DC VOTERS READ THIS!

DOMINO DEVELOPMENT PLAN THREATENS DC

A master plan to displace residents and small businesses and turn DC into a THEME PARK for corporations, out-of-town developers, and the wealthy

An important message from Scott McLarty, Green Party candidate for the Ward One City Council seat. Paid for by Ward One Citizens for McLarty, Philip Barlow, Treasurer. For more information, call (202) 518-5624. We take no corporate contributions. VOTE GREEN!

The people of DC lack democracy In two ways:

  1. We enjoy no representation in Congress; we suffer the recent cancellation of limited home rule through the appointment of the Financial Control Board and the imposition of the DC Revitalization Act of 1997 by Congress and President Clinton.
  2. Our elected city government has sold out to corporations and the suburbs. The result of our lack of democracy is a DC Domino Development Plan... turning DC into “Disneyland-on- the-Potomac” or “Crystal City North”!

The Domino Effect

Out-of-town corporations, with the cooperation of sold-out DC politicians in City Council, have undertaken this master plan to sell out and sell off DC, piece by piece, drive out middle and low income residents and small businesses, weaken labor protections, cater to out-of-town corporations, and perpetrate schemes to make money fly out of DC Here's how it works...

Domino 1: The MCI Arena

  • Despite some genuine economic benefits, such as more Metrorail use, Abe Pollin’s MCI Arena has cheated the people of DC. It broke promises to provide good jobs, instead offers several hundred part time, seasonal, low-level positions with no benefits or job security. The arena now threatens to drive out Chinatown businesses the arena was supposed to benefit.
  • Council imposed an MCI Arena Surtax on DC businesses, but provided major tax breaks and a steady welfare check for millionaire Abe Pollin.

Domino 2: The Shaw Convention Center

  • The Convention Center will disrupt and displace a historic African American neighborhood, and cause a traffic crisis — congestion, pollution, parking problems, lack of room for buses. (Why don’t they build it in Georgetown or Cleveland Park?)

----------

**Written task 1**
Rewrite the records from their first line down to the line containing "column 145, row 653", replacing "rear bumper" with "front bumper" and leaving everything else in those lines unchanged.

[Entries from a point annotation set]
----------

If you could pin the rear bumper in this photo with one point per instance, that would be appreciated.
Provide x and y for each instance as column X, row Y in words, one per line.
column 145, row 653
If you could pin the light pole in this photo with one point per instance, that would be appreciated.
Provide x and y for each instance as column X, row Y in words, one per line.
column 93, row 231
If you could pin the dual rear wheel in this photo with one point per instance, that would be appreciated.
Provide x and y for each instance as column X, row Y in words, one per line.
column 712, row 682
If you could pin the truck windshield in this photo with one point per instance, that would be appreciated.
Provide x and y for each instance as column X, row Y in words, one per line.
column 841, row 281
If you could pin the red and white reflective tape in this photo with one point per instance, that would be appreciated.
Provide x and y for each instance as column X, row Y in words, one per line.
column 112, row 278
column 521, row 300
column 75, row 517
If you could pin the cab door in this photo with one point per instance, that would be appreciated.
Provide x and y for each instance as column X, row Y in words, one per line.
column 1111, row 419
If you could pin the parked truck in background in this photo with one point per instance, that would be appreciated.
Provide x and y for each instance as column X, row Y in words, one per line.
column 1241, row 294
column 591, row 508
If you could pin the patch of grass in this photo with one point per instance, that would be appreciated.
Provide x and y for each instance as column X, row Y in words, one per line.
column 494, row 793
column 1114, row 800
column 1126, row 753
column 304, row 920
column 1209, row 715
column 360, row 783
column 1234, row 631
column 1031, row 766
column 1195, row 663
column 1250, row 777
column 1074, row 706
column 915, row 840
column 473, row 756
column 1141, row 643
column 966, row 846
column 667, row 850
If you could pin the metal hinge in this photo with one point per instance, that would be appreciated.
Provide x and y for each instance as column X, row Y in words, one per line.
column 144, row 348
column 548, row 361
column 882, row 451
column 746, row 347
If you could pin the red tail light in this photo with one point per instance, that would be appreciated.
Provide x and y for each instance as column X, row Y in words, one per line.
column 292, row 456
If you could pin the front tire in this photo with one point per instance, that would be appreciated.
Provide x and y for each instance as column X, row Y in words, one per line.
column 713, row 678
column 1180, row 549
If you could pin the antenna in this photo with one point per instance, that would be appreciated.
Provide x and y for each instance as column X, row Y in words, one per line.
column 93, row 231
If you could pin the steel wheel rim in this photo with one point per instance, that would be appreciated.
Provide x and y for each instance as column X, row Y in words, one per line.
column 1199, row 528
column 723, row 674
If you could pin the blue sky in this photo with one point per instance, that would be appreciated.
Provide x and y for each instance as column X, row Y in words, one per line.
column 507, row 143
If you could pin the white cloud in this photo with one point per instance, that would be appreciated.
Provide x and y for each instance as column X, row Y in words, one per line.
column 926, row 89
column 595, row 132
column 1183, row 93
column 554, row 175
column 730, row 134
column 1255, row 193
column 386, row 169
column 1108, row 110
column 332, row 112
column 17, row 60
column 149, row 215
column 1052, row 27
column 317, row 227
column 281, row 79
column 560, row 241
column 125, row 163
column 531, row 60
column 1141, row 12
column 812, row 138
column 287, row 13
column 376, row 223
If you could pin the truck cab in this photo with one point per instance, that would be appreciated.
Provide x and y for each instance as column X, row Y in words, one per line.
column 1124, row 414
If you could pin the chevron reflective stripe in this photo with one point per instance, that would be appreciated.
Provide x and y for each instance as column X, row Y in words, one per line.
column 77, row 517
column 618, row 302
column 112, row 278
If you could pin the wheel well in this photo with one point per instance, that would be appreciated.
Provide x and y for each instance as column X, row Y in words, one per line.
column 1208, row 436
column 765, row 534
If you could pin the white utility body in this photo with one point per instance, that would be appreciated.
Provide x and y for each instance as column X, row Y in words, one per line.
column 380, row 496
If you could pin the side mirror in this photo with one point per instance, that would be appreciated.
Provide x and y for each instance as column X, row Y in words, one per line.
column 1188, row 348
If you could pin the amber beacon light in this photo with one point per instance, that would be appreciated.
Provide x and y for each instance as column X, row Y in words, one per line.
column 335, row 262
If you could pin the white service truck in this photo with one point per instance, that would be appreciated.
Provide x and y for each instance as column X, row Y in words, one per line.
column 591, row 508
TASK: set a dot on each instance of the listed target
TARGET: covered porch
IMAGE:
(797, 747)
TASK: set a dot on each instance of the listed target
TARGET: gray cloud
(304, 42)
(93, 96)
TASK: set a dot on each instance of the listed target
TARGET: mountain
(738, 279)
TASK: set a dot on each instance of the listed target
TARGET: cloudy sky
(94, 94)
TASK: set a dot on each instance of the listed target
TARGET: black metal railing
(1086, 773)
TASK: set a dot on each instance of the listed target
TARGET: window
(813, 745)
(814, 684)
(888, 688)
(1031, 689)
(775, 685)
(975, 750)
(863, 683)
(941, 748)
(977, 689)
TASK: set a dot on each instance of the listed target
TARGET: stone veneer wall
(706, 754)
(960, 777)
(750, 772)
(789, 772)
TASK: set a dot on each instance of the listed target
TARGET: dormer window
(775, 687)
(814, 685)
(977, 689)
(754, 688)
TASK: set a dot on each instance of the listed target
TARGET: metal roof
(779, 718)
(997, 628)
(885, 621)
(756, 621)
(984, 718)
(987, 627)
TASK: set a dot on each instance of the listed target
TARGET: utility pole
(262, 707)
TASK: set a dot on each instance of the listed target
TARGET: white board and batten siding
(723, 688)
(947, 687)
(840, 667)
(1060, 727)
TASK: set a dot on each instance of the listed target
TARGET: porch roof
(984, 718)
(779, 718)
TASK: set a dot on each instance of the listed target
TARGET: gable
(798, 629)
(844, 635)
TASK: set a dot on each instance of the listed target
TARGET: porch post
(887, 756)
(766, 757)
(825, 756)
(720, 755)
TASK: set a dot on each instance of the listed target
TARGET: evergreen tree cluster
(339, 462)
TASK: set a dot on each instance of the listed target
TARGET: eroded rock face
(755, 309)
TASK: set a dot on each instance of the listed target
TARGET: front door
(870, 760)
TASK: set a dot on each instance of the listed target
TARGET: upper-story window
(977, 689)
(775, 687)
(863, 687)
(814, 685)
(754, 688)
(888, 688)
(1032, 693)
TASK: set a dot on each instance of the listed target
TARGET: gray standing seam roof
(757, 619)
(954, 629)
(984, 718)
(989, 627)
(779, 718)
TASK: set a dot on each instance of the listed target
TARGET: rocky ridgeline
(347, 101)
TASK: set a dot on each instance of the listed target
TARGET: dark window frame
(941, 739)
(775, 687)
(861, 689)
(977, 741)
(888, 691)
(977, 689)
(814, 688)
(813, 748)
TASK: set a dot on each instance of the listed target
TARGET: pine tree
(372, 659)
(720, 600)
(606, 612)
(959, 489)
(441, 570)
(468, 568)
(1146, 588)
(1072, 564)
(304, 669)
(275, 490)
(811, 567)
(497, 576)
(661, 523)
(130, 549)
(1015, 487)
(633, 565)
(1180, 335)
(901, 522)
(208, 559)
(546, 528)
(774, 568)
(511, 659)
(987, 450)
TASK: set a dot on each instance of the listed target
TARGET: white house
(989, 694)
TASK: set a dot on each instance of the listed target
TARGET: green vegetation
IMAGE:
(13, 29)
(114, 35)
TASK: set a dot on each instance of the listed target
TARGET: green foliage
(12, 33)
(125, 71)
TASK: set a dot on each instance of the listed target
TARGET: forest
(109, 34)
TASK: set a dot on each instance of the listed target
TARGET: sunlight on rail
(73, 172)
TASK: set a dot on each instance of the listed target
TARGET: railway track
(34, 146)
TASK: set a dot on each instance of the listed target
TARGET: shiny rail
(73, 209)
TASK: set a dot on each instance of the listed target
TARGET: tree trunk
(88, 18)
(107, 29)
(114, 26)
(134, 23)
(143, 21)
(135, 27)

----------

**Written task 2**
Transcribe the entire text on the DC development plan, word for word.

**Written reply 1**
If you could pin the front bumper in this photo with one point per instance, that would be appreciated.
Provide x and y for each instance as column X, row Y in words, one per line.
column 145, row 653

**Written reply 2**
DC VOTERS READ THIS!

DOMINO DEVELOPMENT PLAN THREATENS DC

A master plan to displace residents and small businesses and turn DC into a THEME PARK for corporations, out-of-town developers, and the wealthy

An important message from Scott McLarty, Green Party candidate for the Ward One City Council seat. Paid for by Ward One Citizens for McLarty, Philip Barlow, Treasurer. For more information, call (202) 518-5624. We take no corporate contributions. VOTE GREEN!

The people of DC lack democracy In two ways:

  1. We enjoy no representation in Congress; we suffer the recent cancellation of limited home rule through the appointment of the Financial Control Board and the imposition of the DC Revitalization Act of 1997 by Congress and President Clinton.
  2. Our elected city government has sold out to corporations and the suburbs. The result of our lack of democracy is a DC Domino Development Plan... turning DC into “Disneyland-on- the-Potomac” or “Crystal City North”!

The Domino Effect

Out-of-town corporations, with the cooperation of sold-out DC politicians in City Council, have undertaken this master plan to sell out and sell off DC, piece by piece, drive out middle and low income residents and small businesses, weaken labor protections, cater to out-of-town corporations, and perpetrate schemes to make money fly out of DC Here's how it works...

Domino 1: The MCI Arena

  • Despite some genuine economic benefits, such as more Metrorail use, Abe Pollin’s MCI Arena has cheated the people of DC. It broke promises to provide good jobs, instead offers several hundred part time, seasonal, low-level positions with no benefits or job security. The arena now threatens to drive out Chinatown businesses the arena was supposed to benefit.
  • Council imposed an MCI Arena Surtax on DC businesses, but provided major tax breaks and a steady welfare check for millionaire Abe Pollin.

Domino 2: The Shaw Convention Center

  • The Convention Center will disrupt and displace a historic African American neighborhood, and cause a traffic crisis — congestion, pollution, parking problems, lack of room for buses. (Why don’t they build it in Georgetown or Cleveland Park?)